── 记录数据
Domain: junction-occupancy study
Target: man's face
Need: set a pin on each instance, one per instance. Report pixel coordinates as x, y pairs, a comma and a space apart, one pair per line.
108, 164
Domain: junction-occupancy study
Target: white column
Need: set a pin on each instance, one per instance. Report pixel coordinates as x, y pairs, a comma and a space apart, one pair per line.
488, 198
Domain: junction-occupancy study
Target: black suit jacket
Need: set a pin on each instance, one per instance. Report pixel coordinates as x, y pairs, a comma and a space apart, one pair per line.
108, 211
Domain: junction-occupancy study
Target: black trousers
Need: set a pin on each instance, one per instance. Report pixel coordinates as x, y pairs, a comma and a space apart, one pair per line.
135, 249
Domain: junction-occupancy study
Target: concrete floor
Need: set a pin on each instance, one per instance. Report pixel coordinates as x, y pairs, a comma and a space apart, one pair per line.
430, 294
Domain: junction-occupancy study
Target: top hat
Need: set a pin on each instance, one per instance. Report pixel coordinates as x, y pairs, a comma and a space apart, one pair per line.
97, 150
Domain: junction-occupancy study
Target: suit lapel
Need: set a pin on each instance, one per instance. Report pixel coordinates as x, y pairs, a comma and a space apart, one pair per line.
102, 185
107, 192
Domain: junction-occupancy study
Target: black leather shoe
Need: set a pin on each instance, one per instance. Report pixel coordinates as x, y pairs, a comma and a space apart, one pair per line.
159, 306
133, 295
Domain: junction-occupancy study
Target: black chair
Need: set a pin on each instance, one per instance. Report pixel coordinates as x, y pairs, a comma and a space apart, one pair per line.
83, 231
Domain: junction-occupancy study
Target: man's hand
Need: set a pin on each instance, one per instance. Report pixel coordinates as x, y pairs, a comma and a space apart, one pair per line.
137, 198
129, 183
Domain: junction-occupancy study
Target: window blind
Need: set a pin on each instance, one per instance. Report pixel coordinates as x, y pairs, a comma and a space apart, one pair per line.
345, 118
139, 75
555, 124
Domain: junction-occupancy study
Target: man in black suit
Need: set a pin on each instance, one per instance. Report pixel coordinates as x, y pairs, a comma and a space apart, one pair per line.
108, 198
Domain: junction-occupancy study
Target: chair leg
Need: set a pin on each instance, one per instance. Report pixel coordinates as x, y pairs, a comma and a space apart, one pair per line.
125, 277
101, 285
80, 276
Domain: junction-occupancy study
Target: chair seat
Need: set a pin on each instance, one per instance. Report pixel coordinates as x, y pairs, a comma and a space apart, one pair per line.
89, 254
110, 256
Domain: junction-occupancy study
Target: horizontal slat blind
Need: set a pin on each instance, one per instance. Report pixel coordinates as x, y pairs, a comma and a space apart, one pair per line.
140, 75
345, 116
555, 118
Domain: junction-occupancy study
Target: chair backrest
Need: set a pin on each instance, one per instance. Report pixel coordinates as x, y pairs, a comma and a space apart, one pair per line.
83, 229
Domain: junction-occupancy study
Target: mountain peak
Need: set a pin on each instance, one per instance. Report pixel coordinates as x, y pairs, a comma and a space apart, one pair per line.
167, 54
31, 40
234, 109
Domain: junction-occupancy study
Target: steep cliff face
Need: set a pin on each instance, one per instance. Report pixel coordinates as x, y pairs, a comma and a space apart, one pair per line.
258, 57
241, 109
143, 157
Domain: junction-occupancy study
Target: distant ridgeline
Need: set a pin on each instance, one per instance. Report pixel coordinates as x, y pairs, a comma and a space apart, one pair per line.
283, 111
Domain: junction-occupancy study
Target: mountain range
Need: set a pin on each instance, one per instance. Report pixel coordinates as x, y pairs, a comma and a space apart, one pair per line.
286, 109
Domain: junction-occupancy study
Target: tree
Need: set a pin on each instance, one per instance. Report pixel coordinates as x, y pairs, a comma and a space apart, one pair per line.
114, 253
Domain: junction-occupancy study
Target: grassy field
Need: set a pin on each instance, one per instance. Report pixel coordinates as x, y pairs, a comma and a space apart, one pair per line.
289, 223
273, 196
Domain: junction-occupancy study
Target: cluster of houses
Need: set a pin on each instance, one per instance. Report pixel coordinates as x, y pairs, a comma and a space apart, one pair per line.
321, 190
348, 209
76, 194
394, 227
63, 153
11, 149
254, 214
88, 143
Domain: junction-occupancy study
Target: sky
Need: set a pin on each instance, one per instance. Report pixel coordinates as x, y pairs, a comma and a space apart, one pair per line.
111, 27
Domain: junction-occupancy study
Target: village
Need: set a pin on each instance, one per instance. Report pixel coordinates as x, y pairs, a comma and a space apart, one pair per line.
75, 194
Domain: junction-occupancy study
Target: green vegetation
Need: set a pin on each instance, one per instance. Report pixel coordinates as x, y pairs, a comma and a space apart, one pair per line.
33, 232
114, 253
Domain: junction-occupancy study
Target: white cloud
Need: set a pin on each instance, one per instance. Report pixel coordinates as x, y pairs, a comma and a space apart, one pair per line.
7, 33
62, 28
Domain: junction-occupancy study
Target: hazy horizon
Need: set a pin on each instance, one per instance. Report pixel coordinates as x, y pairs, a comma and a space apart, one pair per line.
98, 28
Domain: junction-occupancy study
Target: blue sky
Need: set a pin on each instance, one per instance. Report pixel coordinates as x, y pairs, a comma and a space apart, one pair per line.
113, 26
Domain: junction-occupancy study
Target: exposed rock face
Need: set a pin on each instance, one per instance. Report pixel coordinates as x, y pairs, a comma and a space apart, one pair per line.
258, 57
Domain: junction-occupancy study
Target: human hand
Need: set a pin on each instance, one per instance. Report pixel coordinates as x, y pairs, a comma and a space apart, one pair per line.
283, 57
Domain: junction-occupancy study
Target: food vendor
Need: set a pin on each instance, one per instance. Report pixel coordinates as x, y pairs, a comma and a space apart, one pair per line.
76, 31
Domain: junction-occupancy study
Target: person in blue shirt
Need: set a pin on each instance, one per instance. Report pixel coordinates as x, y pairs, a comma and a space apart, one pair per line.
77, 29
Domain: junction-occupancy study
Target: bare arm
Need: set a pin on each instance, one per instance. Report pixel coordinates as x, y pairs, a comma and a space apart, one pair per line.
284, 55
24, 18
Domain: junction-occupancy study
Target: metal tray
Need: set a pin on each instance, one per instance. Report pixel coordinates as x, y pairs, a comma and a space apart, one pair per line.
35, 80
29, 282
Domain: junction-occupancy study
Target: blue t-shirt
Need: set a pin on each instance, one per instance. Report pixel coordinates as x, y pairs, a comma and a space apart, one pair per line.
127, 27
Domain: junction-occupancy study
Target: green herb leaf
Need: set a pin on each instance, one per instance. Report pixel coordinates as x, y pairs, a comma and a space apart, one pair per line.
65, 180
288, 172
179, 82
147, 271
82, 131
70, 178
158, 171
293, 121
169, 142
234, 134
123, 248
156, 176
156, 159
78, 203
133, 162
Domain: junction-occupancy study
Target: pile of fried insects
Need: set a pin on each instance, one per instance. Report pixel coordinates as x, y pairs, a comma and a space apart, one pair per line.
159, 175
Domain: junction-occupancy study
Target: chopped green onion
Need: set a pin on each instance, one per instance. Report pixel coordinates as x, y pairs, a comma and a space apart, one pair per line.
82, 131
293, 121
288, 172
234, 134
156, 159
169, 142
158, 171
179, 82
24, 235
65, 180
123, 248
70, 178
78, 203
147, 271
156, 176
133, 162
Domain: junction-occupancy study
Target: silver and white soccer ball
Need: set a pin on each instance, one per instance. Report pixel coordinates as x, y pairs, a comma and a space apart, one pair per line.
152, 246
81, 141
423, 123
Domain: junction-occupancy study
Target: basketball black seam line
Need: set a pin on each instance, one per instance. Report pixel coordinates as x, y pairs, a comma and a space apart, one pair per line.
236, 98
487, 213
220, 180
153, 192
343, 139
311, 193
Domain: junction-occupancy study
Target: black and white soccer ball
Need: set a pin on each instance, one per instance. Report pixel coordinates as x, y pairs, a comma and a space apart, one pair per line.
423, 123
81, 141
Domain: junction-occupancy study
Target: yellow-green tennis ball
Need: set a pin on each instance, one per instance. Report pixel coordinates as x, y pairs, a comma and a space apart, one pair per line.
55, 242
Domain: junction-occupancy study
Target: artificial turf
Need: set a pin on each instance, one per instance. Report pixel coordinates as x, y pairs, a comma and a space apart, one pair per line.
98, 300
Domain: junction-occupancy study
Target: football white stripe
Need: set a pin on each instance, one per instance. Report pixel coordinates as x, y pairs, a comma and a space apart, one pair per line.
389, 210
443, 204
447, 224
────
请从上面的数据中筛选出所有含有单词“face”的行，并逐行照抄，匹配时区分大小写。

Target: man's face
Target: steep cliff face
Target: exposed rock face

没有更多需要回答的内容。